The data follows this line. Copy verbatim the line with "[segment] <item>pale overcast sky</item>" and each line after it to the end.
Begin
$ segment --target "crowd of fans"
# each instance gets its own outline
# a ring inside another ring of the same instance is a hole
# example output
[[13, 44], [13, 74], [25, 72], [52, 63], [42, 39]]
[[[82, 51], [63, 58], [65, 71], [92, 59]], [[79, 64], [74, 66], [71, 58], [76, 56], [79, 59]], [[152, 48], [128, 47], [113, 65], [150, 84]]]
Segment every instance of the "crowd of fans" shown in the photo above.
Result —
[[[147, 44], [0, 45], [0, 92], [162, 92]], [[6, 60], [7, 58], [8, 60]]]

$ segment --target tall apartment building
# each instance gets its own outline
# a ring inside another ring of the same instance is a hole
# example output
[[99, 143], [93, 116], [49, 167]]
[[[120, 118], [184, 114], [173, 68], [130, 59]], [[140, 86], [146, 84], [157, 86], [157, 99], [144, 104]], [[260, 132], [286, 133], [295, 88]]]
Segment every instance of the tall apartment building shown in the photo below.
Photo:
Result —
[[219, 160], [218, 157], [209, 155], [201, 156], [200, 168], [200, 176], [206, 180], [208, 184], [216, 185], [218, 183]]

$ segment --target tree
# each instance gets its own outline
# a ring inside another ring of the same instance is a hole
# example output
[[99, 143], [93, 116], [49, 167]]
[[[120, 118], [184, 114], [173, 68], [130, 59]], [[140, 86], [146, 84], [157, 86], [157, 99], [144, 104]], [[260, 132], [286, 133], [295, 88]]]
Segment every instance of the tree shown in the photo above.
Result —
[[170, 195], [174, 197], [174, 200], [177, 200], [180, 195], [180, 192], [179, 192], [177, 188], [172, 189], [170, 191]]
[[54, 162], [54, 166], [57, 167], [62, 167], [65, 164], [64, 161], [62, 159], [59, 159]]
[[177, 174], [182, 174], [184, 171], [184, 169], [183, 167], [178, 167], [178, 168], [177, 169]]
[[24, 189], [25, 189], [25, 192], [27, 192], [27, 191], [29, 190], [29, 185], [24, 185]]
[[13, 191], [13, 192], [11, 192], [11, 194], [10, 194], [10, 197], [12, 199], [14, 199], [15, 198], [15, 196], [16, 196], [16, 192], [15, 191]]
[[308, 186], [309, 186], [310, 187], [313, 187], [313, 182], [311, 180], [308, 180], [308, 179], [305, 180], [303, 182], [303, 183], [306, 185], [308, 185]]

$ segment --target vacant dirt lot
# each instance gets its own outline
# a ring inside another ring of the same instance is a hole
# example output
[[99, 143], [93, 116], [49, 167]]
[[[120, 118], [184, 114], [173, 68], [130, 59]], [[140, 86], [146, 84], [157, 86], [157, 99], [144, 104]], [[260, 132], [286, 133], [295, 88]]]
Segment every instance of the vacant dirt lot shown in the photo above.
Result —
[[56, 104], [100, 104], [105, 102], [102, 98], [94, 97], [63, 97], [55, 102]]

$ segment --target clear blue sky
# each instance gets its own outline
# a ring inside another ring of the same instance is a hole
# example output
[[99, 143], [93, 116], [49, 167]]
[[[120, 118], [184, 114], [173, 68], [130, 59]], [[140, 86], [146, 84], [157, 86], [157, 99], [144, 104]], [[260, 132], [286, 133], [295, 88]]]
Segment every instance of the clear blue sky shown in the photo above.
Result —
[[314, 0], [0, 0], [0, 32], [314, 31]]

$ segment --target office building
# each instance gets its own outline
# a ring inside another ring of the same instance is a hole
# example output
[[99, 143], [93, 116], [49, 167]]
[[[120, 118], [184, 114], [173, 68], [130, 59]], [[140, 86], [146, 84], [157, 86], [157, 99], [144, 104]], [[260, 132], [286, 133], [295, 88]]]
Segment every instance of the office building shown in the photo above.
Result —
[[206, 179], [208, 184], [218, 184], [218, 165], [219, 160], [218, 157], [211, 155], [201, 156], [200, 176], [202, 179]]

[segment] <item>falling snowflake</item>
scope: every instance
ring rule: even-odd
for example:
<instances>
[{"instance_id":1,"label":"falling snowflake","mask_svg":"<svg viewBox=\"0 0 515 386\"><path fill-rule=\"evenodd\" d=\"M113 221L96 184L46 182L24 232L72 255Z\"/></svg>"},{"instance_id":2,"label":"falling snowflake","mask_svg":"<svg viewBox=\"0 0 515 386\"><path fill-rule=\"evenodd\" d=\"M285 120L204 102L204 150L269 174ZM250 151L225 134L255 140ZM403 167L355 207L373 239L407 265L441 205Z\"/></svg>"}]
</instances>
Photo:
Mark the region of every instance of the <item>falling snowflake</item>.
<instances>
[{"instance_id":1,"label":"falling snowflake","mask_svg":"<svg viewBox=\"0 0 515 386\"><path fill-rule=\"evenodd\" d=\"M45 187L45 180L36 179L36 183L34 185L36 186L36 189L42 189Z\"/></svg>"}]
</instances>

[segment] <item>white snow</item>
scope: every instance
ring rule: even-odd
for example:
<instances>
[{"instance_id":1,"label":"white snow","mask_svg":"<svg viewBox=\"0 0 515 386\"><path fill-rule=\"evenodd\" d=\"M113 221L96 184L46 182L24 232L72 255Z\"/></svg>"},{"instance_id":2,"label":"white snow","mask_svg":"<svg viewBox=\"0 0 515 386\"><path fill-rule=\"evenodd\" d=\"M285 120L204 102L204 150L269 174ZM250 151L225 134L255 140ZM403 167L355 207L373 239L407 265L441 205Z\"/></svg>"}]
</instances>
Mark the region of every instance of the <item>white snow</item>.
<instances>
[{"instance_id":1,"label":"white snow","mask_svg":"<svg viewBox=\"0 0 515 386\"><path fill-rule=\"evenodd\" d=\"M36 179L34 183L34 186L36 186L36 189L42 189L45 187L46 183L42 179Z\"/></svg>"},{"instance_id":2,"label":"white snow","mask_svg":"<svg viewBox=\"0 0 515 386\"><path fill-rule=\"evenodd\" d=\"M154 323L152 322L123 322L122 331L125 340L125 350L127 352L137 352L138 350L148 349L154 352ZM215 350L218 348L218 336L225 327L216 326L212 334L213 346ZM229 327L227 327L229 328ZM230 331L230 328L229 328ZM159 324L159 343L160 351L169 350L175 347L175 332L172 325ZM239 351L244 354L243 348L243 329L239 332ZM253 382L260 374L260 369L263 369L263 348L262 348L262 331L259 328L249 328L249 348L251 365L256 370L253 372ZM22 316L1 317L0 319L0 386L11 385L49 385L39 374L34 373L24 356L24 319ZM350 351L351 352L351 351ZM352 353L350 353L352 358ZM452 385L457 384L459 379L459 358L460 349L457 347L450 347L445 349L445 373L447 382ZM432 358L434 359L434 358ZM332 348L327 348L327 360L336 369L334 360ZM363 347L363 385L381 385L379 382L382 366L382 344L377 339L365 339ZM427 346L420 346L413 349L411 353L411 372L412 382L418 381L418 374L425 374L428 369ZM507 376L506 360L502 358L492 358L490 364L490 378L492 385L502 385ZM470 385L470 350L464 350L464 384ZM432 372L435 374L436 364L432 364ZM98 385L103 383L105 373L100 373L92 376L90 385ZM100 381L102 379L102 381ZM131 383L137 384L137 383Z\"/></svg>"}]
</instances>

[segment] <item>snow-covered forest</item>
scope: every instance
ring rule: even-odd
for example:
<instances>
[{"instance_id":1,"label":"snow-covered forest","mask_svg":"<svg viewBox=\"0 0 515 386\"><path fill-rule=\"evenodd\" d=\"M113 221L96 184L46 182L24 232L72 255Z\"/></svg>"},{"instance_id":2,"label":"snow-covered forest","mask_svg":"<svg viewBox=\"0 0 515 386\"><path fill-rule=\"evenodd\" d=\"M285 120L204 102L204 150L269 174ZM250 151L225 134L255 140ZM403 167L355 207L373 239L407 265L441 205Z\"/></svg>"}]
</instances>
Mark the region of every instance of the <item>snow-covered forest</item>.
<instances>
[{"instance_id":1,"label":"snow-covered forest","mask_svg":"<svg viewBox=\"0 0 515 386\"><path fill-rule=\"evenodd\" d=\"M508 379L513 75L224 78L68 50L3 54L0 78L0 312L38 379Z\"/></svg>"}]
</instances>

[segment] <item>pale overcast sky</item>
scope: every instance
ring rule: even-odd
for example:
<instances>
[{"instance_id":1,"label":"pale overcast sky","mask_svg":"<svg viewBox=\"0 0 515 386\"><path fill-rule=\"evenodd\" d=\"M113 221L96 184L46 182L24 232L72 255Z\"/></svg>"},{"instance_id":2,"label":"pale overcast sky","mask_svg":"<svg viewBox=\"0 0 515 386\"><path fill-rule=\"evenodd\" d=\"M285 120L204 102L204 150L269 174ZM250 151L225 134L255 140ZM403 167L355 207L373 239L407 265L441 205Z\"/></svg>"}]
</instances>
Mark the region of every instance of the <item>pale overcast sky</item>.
End
■ FINISHED ANSWER ■
[segment] <item>pale overcast sky</item>
scope: every instance
ring rule: even-odd
for example:
<instances>
[{"instance_id":1,"label":"pale overcast sky","mask_svg":"<svg viewBox=\"0 0 515 386\"><path fill-rule=\"evenodd\" d=\"M113 221L96 184L46 182L24 232L72 255Z\"/></svg>"},{"instance_id":2,"label":"pale overcast sky","mask_svg":"<svg viewBox=\"0 0 515 386\"><path fill-rule=\"evenodd\" d=\"M285 120L204 102L204 150L269 174ZM250 151L225 134L255 140ZM403 167L355 207L373 239L407 265L441 205Z\"/></svg>"}]
</instances>
Mark the region of every instance of the <item>pale overcast sky</item>.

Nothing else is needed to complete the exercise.